[Exercise] Copy out all of the data exactly as it appears.
_ _ _ _
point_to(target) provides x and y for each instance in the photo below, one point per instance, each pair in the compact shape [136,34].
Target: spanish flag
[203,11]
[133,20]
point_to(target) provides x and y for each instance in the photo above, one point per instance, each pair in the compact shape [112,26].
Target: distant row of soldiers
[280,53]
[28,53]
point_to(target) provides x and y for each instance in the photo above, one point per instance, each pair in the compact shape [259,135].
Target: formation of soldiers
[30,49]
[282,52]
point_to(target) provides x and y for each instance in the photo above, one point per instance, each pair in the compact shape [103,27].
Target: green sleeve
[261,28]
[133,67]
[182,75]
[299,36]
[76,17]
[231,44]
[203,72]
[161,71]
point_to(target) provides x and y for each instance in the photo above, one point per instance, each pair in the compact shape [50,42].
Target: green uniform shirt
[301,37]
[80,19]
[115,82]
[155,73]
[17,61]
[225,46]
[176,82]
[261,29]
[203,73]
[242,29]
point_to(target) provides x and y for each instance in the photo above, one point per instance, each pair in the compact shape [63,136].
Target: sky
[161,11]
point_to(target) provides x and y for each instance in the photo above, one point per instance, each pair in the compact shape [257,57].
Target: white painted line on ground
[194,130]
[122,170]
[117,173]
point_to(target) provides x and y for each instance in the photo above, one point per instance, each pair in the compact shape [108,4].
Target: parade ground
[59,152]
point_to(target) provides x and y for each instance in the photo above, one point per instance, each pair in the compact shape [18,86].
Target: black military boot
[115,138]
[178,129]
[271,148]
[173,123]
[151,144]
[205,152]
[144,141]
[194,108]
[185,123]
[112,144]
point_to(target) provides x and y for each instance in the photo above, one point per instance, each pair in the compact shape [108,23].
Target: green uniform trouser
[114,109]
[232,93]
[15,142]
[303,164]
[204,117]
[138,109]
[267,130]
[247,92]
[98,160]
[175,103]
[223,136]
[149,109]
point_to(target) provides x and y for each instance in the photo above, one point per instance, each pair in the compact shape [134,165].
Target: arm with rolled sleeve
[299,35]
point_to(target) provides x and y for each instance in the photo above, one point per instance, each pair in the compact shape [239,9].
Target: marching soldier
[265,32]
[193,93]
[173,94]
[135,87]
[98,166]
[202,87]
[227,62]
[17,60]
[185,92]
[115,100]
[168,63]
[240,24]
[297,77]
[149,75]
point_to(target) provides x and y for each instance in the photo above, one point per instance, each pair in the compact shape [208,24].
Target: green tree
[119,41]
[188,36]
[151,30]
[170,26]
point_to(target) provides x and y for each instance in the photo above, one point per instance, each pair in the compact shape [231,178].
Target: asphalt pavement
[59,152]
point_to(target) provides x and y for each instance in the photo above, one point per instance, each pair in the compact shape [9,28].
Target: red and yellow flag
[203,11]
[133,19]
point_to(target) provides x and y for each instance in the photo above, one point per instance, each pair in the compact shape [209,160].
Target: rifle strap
_ _ _ _
[Right answer]
point_to(target) provides x and y for each instance in the photo below, one point per instance, each pair in the compact shape [136,34].
Target: spanish flag
[203,11]
[133,20]
point_to(target) provides x and y for each instance in the photo above, one point per instance, each pair in the compact shape [112,26].
Target: distant row of soldiers
[280,53]
[28,53]
point_to(target) provides x and y for each instance in the photo above, one point per instance, each pair in the compact shape [259,135].
Target: formation of soldiers
[30,49]
[282,52]
point_to(target) provides x and y for each instance in the photo above, one point per instance, each pair in the compact shape [103,27].
Target: green sleeve
[261,28]
[133,67]
[182,75]
[299,36]
[76,17]
[231,44]
[203,72]
[161,71]
point_to(target) provides x and y for each instance in the photo above, one point per instance, each pair in the compact shape [50,42].
Target: green uniform shirt
[301,37]
[80,19]
[115,82]
[155,73]
[17,61]
[225,46]
[176,82]
[261,29]
[203,73]
[242,29]
point_to(target) provides x and y for each instance in the photo above, one point per instance, each pair in the compact shape [63,136].
Target: sky
[161,11]
point_to(target) provides x and y for each instance in the photo above, one point per instance, each pair in the compact shape [257,57].
Target: white painted line on ground
[194,130]
[122,170]
[117,173]
point_to(target) provides x and y for each instance in the photo above, one point per instance, each pair in the compact shape [108,4].
Target: parade ground
[59,152]
point_to(target) provides x and y for each instance in the photo above, one point per instance, each pair in the compact shape [18,86].
Target: black military boot
[115,138]
[178,129]
[271,148]
[173,123]
[151,144]
[205,152]
[144,141]
[194,108]
[185,123]
[112,144]
point_to(target) provides x and y for each instance in the photo above, one point per instance, each pair in the compact shape [108,23].
Target: green uniform trouser
[114,109]
[232,93]
[15,142]
[303,164]
[204,117]
[138,109]
[267,130]
[247,92]
[98,160]
[175,103]
[223,136]
[149,109]
point_to(target) provides x and y for each instance in the photo above, one point per instance, each pair in the compact shape [134,165].
Target: arm with rolled sleeve
[299,35]
point_to(target) provides x and y for each instance in the photo above, one point per instance, each pair in the compact shape [239,9].
Target: marching soldier
[265,32]
[193,93]
[173,94]
[135,87]
[98,166]
[202,87]
[227,62]
[17,60]
[185,92]
[115,100]
[168,63]
[240,24]
[297,77]
[149,75]
point_to(target) provides x and y for each instance in the photo above, one point per instance, each pair in the compact shape [208,24].
Target: green tree
[119,41]
[188,36]
[151,30]
[170,26]
point_to(target) provides x and y for each instance in the photo above, one point per instance, each pair in the compact shape [231,178].
Target: asphalt pavement
[59,152]
point_to(target) provides x and y for each instance in the photo above, one point per instance, each pair in the compact shape [9,28].
Target: red and yellow flag
[203,11]
[133,19]
point_to(target) provides x and y for each instance in the photo above, one point per instance, each pair in the compact shape [209,160].
Target: rifle strap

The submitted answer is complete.